• **WHAT IS REQUIRED**
When the material ends, stop; until then, set down every line exactly.

BEGIN

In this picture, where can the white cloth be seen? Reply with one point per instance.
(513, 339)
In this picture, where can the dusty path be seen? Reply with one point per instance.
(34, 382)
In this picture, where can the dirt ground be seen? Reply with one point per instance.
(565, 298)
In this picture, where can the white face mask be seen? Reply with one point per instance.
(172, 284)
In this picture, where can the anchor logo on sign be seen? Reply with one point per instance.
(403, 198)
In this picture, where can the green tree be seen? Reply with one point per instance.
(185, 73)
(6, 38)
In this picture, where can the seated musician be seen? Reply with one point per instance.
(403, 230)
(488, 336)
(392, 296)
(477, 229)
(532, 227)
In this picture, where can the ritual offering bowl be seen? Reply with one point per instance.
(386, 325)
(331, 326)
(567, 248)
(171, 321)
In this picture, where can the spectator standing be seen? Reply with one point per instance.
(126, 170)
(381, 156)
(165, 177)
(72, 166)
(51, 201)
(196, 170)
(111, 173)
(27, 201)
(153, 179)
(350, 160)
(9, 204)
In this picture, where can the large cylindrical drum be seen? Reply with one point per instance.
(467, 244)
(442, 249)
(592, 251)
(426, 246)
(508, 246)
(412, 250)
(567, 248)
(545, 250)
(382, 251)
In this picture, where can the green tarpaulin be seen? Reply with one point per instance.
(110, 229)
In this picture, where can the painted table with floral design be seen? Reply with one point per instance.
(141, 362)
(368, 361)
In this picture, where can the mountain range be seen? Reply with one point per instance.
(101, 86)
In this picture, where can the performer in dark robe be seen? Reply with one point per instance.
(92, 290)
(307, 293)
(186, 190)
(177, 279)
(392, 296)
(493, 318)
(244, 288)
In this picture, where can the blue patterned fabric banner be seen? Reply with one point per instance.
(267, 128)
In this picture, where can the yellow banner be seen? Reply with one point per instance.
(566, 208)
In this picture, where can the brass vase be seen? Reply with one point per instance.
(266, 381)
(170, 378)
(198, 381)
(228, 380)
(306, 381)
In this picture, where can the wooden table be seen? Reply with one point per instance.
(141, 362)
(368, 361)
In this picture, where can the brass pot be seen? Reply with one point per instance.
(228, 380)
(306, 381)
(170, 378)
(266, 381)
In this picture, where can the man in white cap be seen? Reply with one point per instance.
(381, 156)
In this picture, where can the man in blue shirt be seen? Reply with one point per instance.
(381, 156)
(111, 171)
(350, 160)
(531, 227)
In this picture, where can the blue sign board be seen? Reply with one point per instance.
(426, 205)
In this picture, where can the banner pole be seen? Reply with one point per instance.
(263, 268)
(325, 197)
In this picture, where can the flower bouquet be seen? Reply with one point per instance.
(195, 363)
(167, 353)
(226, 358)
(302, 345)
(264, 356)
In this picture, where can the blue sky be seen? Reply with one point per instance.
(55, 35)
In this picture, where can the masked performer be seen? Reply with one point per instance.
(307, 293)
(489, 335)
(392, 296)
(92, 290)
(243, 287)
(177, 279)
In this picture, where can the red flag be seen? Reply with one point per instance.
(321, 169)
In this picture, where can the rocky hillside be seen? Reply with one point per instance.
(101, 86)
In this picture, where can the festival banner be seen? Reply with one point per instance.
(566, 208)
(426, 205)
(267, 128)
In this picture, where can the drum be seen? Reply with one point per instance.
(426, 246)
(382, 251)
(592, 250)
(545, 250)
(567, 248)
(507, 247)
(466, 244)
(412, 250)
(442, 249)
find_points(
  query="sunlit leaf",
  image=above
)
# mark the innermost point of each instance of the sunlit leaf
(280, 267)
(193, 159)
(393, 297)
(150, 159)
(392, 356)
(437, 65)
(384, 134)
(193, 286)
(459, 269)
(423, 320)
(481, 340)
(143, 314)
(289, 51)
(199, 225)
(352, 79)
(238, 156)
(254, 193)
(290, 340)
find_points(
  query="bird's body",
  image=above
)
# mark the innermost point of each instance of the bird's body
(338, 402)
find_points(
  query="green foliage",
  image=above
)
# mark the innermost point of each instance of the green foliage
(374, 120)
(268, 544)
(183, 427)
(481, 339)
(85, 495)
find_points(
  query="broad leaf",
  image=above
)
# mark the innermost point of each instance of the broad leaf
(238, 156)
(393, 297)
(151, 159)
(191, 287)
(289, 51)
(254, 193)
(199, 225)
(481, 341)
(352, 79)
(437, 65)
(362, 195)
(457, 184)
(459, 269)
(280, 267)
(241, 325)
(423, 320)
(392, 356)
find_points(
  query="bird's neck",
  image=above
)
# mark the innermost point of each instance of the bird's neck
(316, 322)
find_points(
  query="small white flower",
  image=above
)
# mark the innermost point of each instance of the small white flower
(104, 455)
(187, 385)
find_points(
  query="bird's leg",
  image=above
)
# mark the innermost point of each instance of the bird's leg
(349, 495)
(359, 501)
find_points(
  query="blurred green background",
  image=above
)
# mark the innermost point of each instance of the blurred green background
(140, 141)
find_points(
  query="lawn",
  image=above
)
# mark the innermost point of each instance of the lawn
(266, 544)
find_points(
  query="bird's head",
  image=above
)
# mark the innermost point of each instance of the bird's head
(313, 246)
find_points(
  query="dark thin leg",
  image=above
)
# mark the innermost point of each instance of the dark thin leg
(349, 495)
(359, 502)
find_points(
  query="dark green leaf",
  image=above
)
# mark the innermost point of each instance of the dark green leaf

END

• **SOLUTION TO THIS EXERCISE**
In this picture, where can the white cloth be seen? Reply with one point per instance.
(513, 339)
In this picture, where can the dusty path be seen? Reply with one point per instance.
(34, 382)
In this picture, where can the dirt ground be seen? Reply with one point per instance.
(565, 298)
In this picture, where can the white face mask be seen? Reply with one point per instance.
(172, 284)
In this picture, where can the anchor logo on sign be seen? Reply with one point per instance.
(403, 198)
In this picture, where can the green tree be seen? Reply with one point per instance.
(185, 73)
(6, 38)
In this picture, where can the seated musician be seen? Reply with one point per instance.
(403, 230)
(488, 336)
(392, 296)
(477, 229)
(532, 227)
In this picture, where can the ritual offering bowl be seen? Reply with one point per instance.
(386, 325)
(331, 326)
(567, 248)
(171, 321)
In this picture, where can the spectator standing be seen? Reply with one point per instance.
(126, 170)
(381, 156)
(165, 177)
(72, 166)
(51, 201)
(196, 170)
(111, 173)
(27, 201)
(153, 179)
(350, 160)
(9, 204)
In this picture, where can the large cylindrical drum be seen? Reply with one point per instance.
(467, 244)
(442, 249)
(592, 251)
(426, 246)
(508, 246)
(412, 250)
(567, 248)
(545, 250)
(382, 251)
In this picture, where can the green tarpaulin be seen? Reply with one point per instance.
(110, 229)
In this picture, where can the painted table with floral design be seen? Reply with one point per instance.
(141, 362)
(368, 361)
In this picture, where can the mountain range be seen? Reply with one point per instance.
(101, 86)
In this picture, where can the performer in dark robe be seen? Reply with one point per instance.
(92, 290)
(307, 293)
(186, 190)
(177, 279)
(392, 296)
(493, 318)
(244, 288)
In this picture, where can the blue patterned fabric banner be seen? Reply with one point per instance.
(267, 128)
In this picture, where can the yellow banner be seen? Reply with one point per instance.
(566, 208)
In this picture, where can the brass vase be seen? Reply with one point per instance.
(266, 381)
(170, 378)
(198, 381)
(228, 380)
(306, 381)
In this picture, where can the wooden table be seen? Reply with one point per instance.
(141, 362)
(368, 361)
In this picture, where can the brass pot be seen? Reply with one point per instance.
(228, 380)
(306, 381)
(170, 378)
(266, 381)
In this picture, where can the man in white cap be seen? Reply with one point per instance.
(381, 156)
In this picture, where can the man in blue shirt be seen? Reply with one point per instance.
(381, 156)
(111, 171)
(350, 160)
(531, 227)
In this picture, where can the blue sign board be seen? Reply with one point per instance.
(426, 205)
In this picture, where can the banner pole be seen? Reply with one point per instance.
(263, 268)
(325, 197)
In this picture, where can the flower bouquet be seen? Reply with one point per instance.
(195, 363)
(167, 353)
(226, 358)
(302, 345)
(264, 356)
In this picture, where can the blue sky be seen? Reply with one point per instance.
(55, 35)
In this picture, where can the masked performer be seen? Reply with one point per instance.
(307, 293)
(489, 335)
(392, 296)
(92, 290)
(243, 287)
(177, 279)
In this picture, where can the red flag be seen? Reply with one point per instance.
(321, 169)
In this picture, where can the rocky hillside be seen? Reply with one point per instance.
(101, 86)
In this picture, where can the festival banner be seen? Reply with one point per instance.
(566, 208)
(426, 205)
(267, 128)
In this picture, where can the drum be seen? Reply with one point per instance.
(426, 246)
(382, 251)
(592, 250)
(545, 250)
(567, 248)
(507, 247)
(466, 244)
(412, 250)
(442, 249)
find_points(
  query="sunlit leaf",
  image=above
)
# mark the innermost point of each instance of the sunlit leaf
(280, 267)
(193, 159)
(393, 297)
(150, 159)
(392, 356)
(437, 65)
(384, 134)
(193, 286)
(459, 269)
(423, 320)
(481, 340)
(143, 314)
(289, 51)
(199, 225)
(352, 79)
(238, 156)
(254, 193)
(290, 340)
find_points(
  query="bird's body",
  image=above
)
# mark the innermost point of each instance of the bird's body
(338, 402)
find_points(
  query="green foliage",
  image=above
)
# mark the innermost point of each instance of the green foliage
(374, 120)
(268, 544)
(183, 427)
(481, 339)
(85, 495)
find_points(
  query="broad leaf",
  image=above
)
# mark the innermost point of each instance of the broad leaf
(238, 156)
(393, 297)
(151, 159)
(191, 287)
(289, 51)
(254, 193)
(199, 225)
(481, 341)
(352, 79)
(437, 65)
(362, 195)
(457, 184)
(459, 269)
(280, 267)
(241, 325)
(423, 320)
(392, 356)
find_points(
  query="bird's neck",
  image=above
)
# mark the innermost point of each instance of the bird's neck
(316, 322)
find_points(
  query="small white flower",
  image=above
)
# mark the innermost point of each instance of the small white flower
(104, 455)
(187, 385)
find_points(
  query="bird's leg",
  image=above
)
# mark the innermost point of each instance of the bird's leg
(349, 495)
(359, 501)
find_points(
  query="blurred green background",
  image=above
)
# mark the innermost point of each instance of the blurred green background
(140, 141)
find_points(
  query="lawn",
  image=above
)
# mark the innermost point of each instance of the lawn
(266, 544)
find_points(
  query="bird's head",
  image=above
)
# mark the innermost point of each instance of the bird's head
(313, 246)
find_points(
  query="dark thin leg",
  image=above
)
# mark the innermost point of each instance of the dark thin leg
(349, 495)
(359, 502)
find_points(
  query="dark green leaf",
  image=above
)
# mark the innermost point of each instance of the dark green leaf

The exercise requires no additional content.